━━━━━ PETIKAN TEKS

Padahal, pasal tersebut telah dibatalkan oleh Mahkamah Konstitusi setelah melalui uji materi atau judicial review pada 2006 lalu (Kompas.com, 5/8/15). Gambaran tersebut menjelaskan kontroversi yang terjadi seputar hadirnya wacana Pemerintahan Joko Widodo (Jokowi) yang ingin menghidupkan kembali pasal penghinaan Presiden. Meskipun Presiden Jokowi telah mengatakan bahwa usulan tersebut masih sebatas rancangan yang ingin mempertegas definisi antara fitnah dan kritik.
Selain itu Presiden Jokowi menilai, pasal itu ada, untuk melindungi presiden sebagai simbol negara. Namun, wacana tersebut sontak membuat masyarakat sipil, pegiat demokrasi, media massa dan publik merasa risau dan terancam. Dalam Pasal 263 RUU KUHP ayat 1 yang disebutkan bahwa “Setiap orang yang di muka umum menghina Presiden atau Wakil Presiden dipidana dengan penjara paling lama 5 (lima) tahun atau pidana denda paling banyak Kategori IV”. Pada ayat selanjutnya ditambahkan, “tidak merupakan penghinaan jika perbuatan sebagaimana dimaksud pada ayat (1) jelas dilakukan untuk kepentingan umum atau pembelaan diri”.

━━━━━━━━━━
━━━━━ CUPLIKAN DATA

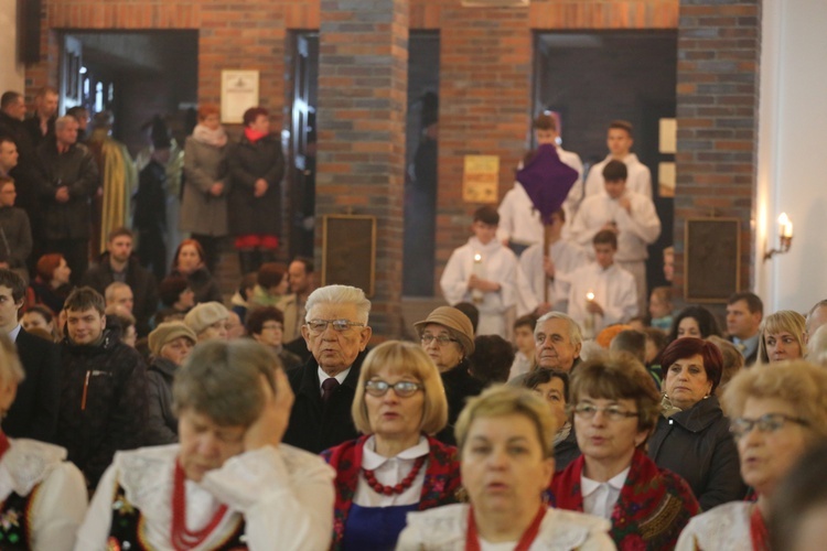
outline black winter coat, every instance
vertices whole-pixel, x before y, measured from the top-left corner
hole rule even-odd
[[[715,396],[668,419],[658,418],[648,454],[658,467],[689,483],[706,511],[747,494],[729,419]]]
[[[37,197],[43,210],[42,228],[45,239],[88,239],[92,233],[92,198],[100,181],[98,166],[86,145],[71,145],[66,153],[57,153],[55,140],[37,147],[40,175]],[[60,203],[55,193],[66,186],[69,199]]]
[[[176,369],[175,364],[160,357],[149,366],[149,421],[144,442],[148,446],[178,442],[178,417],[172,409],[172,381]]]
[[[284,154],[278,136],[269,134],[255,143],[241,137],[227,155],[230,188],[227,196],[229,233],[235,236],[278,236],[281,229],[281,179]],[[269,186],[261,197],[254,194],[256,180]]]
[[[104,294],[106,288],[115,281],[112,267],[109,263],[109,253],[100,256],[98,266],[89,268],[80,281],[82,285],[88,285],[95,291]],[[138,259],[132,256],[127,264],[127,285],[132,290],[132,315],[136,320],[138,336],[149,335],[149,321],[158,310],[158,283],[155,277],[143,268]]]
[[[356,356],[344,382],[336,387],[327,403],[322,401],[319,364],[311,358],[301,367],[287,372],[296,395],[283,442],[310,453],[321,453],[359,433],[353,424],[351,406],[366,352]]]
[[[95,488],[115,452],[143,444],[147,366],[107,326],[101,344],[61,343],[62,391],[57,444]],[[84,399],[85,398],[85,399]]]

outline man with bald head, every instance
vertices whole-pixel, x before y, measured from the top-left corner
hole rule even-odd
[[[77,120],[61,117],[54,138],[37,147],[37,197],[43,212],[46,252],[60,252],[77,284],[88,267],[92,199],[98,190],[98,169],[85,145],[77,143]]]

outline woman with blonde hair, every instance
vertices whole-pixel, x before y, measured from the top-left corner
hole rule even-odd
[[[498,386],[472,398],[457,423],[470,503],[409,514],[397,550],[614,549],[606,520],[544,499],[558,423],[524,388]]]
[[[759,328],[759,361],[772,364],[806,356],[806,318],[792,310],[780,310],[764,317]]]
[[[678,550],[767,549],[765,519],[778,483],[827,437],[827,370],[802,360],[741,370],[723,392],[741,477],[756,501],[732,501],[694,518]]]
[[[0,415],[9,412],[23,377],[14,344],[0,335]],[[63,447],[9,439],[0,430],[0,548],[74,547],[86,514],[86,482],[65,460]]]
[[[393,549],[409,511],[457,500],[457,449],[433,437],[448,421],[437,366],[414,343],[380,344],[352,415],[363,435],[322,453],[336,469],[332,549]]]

━━━━━━━━━━
━━━━━ CUPLIKAN DATA

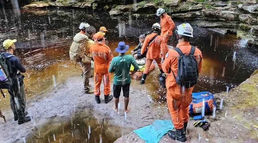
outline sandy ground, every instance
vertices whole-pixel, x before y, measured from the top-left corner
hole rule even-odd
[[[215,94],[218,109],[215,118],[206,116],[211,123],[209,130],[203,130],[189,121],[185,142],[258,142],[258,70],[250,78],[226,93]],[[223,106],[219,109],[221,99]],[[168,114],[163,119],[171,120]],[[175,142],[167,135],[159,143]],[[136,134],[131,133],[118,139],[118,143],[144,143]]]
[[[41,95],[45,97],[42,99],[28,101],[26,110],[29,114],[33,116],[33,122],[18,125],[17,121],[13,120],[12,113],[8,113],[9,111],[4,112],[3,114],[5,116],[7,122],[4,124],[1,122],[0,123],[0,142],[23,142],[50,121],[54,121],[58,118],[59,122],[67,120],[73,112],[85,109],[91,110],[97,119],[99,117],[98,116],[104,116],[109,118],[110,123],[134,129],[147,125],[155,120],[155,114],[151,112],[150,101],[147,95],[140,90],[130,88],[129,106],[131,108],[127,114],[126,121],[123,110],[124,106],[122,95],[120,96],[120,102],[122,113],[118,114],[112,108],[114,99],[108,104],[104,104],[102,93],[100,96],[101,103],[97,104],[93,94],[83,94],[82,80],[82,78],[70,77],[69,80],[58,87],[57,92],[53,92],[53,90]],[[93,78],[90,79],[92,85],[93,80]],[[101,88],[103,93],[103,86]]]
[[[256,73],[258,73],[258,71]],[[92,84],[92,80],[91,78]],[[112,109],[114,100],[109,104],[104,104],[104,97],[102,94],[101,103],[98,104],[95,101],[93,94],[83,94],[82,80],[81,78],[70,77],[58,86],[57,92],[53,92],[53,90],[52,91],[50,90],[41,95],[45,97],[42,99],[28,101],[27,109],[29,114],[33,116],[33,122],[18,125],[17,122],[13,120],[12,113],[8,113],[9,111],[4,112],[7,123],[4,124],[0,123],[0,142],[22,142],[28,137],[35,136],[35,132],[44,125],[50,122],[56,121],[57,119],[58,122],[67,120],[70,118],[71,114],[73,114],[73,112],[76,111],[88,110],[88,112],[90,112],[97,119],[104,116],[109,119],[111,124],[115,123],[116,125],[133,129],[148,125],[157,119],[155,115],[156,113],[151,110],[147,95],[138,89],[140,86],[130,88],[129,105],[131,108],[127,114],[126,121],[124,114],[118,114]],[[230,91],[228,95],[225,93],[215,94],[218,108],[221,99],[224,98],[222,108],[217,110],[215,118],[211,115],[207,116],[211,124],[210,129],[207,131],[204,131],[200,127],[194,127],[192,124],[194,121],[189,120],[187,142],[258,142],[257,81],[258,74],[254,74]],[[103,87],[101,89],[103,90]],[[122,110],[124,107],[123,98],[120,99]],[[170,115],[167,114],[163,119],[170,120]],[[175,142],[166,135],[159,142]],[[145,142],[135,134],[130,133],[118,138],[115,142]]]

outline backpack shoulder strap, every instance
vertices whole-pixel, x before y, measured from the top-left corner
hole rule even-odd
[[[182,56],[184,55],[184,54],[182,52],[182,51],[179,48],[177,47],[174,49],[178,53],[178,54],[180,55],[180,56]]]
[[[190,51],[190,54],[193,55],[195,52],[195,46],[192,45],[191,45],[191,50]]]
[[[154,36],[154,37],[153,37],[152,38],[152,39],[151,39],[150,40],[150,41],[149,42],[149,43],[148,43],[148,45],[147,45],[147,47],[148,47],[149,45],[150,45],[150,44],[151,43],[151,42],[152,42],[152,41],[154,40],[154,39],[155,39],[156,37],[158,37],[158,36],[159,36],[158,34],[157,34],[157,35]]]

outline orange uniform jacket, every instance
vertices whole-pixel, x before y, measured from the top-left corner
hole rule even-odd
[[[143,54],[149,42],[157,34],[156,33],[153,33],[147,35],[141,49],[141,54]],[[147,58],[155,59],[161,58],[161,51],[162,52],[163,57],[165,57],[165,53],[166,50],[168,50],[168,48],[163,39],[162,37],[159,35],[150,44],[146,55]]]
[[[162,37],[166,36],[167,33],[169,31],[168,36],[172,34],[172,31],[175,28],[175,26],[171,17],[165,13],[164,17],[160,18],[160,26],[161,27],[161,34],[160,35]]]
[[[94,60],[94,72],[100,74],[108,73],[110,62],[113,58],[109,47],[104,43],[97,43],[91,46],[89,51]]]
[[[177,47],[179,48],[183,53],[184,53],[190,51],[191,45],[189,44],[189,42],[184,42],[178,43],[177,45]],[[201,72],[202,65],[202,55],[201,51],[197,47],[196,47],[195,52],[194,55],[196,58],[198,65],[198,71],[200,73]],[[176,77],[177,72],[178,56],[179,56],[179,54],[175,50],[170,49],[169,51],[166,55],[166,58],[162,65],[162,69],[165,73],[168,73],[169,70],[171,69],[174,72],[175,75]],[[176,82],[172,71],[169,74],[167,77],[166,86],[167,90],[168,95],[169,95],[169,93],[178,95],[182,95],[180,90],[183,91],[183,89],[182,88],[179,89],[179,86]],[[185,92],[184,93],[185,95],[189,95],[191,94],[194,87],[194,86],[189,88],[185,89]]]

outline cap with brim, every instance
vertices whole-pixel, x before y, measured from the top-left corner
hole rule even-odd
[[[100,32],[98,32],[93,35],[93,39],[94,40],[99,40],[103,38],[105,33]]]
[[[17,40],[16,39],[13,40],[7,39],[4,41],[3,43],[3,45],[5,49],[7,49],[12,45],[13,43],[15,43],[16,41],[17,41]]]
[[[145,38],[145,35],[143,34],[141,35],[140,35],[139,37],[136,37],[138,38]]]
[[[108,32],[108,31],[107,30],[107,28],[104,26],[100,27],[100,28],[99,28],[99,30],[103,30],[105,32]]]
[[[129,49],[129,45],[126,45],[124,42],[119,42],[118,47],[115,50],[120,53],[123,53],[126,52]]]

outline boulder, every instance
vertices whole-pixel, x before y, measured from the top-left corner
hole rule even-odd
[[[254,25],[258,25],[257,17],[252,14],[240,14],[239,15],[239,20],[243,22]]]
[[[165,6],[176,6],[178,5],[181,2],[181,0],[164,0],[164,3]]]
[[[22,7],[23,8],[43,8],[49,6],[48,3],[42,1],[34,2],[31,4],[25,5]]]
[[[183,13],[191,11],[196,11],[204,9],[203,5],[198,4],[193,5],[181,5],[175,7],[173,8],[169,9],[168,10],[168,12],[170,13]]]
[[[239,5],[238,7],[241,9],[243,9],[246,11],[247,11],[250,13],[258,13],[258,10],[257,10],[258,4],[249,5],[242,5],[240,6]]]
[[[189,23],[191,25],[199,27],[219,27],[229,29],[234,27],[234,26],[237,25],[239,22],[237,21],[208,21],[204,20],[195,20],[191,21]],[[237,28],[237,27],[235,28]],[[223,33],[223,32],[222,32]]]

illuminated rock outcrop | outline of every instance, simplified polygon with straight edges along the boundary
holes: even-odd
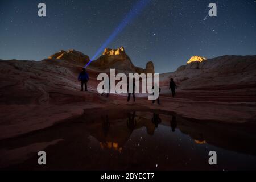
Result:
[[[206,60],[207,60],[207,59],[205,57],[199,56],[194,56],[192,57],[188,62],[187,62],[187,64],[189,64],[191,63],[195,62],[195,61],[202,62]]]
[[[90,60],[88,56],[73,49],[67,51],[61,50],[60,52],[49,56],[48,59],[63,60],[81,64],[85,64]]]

━━━━━━━━━━

### TUJUAN
• 1. Tampilkan bagian dari teks tentang pasal penghinaan Presiden, mulai dari "Padahal, pasal tersebut" dan terus sampai "fitnah dan kritik.", tanpa mengubah satu kata pun.
• 2. Hitung banyaknya baris data di atas yang memuat string "with", dengan huruf besar dan kecil dibedakan. Berikan angkanya saja.

### JAWABAN
• 1.
Padahal, pasal tersebut telah dibatalkan oleh Mahkamah Konstitusi setelah melalui uji materi atau judicial review pada 2006 lalu (Kompas.com, 5/8/15). Gambaran tersebut menjelaskan kontroversi yang terjadi seputar hadirnya wacana Pemerintahan Joko Widodo (Jokowi) yang ingin menghidupkan kembali pasal penghinaan Presiden. Meskipun Presiden Jokowi telah mengatakan bahwa usulan tersebut masih sebatas rancangan yang ingin mempertegas definisi antara fitnah dan kritik.

• 2. 4